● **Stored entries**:
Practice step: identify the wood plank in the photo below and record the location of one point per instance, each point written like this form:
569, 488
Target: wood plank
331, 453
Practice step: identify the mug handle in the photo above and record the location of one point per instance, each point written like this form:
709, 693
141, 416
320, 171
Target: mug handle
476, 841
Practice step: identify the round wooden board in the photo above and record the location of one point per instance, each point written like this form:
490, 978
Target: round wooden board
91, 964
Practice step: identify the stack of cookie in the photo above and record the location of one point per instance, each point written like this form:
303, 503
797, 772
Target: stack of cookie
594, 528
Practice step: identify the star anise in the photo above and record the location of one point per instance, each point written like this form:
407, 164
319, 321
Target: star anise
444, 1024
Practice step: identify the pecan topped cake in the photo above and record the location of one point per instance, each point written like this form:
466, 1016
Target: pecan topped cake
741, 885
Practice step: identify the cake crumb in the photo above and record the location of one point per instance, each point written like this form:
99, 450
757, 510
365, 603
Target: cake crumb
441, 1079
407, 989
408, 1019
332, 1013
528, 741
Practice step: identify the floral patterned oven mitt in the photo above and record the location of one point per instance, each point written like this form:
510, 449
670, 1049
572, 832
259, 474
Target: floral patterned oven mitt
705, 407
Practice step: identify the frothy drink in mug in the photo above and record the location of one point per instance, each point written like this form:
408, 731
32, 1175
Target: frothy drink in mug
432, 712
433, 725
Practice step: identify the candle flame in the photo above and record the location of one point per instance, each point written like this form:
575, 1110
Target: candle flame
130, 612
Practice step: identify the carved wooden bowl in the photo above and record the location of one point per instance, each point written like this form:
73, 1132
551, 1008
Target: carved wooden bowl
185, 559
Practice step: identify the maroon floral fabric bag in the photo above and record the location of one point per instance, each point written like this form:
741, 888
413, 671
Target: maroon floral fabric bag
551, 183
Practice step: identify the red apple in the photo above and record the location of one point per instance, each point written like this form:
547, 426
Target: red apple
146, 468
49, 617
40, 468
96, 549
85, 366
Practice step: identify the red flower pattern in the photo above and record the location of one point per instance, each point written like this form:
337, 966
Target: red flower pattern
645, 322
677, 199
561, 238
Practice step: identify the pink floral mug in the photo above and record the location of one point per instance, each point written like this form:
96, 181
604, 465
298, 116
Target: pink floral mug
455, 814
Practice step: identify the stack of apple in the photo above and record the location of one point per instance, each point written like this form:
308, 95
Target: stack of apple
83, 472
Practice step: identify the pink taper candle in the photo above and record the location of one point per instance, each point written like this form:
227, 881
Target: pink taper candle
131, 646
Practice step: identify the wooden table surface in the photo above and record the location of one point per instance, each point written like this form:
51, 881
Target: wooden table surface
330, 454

==

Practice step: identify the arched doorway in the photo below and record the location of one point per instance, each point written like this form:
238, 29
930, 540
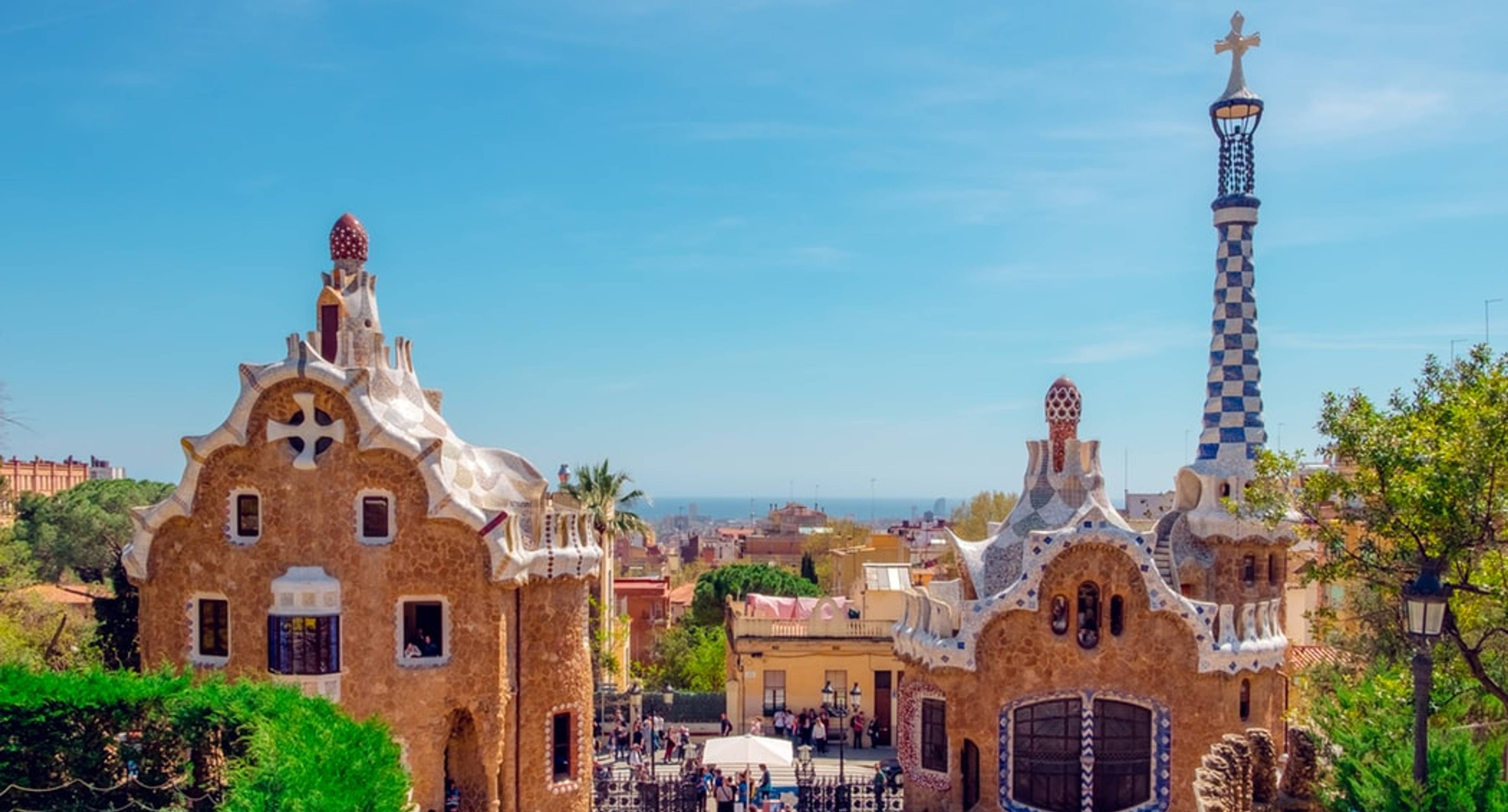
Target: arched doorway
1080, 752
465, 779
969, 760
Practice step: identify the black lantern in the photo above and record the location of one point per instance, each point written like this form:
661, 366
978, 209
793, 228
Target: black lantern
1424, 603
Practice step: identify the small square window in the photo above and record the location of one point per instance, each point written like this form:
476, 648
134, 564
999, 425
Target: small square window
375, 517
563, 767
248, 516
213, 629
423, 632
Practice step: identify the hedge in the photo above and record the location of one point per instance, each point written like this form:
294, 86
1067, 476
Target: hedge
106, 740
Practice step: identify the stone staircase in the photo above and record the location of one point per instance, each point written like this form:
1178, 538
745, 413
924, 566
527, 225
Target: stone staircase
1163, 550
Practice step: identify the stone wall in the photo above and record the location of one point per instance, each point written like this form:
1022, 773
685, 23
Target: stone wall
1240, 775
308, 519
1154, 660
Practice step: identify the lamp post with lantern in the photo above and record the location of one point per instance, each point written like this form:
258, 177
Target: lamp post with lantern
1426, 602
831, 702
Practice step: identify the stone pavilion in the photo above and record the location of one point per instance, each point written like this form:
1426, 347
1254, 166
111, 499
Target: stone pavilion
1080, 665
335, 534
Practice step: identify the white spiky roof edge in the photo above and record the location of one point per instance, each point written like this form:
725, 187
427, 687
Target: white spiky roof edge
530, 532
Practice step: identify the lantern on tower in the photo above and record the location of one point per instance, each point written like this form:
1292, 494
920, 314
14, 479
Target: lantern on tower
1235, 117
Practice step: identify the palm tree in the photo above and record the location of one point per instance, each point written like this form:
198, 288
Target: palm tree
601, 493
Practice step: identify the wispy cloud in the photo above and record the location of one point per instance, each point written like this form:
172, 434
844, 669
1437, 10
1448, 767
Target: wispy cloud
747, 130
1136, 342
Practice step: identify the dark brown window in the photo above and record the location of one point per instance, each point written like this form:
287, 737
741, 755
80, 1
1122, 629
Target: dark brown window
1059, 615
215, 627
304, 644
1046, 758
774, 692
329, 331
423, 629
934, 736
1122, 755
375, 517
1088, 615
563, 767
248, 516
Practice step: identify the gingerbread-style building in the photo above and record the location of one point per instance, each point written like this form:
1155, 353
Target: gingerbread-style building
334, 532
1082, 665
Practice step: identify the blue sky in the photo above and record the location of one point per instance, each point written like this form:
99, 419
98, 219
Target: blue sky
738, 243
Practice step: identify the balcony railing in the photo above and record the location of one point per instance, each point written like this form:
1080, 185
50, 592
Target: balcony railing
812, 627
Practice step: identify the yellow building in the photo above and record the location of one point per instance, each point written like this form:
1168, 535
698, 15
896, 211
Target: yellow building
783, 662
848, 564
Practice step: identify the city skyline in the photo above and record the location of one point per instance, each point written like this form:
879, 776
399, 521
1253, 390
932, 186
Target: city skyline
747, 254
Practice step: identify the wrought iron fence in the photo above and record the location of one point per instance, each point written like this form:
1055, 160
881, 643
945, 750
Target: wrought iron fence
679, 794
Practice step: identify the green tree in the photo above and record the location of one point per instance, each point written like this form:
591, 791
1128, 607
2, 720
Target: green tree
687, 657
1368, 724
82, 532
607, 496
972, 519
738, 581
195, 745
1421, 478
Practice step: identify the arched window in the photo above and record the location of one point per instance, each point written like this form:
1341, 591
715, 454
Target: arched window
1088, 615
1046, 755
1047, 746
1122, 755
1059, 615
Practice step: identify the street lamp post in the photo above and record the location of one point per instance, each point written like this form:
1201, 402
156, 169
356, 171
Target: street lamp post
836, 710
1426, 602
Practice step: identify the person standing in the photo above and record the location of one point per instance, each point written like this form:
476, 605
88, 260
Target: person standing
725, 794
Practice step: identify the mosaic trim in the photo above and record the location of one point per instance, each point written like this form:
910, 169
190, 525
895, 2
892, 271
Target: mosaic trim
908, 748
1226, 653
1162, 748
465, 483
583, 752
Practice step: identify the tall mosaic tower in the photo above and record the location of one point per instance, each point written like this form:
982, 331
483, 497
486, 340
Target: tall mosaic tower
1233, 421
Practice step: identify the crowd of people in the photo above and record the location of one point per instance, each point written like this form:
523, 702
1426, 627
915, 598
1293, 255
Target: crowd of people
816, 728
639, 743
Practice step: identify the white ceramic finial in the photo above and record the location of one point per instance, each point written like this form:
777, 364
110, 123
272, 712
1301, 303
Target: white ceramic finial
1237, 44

● **Exercise instructions**: Determine how many lines in the entries above hold the string "below", then report that number and nothing further.

● **Result**: 2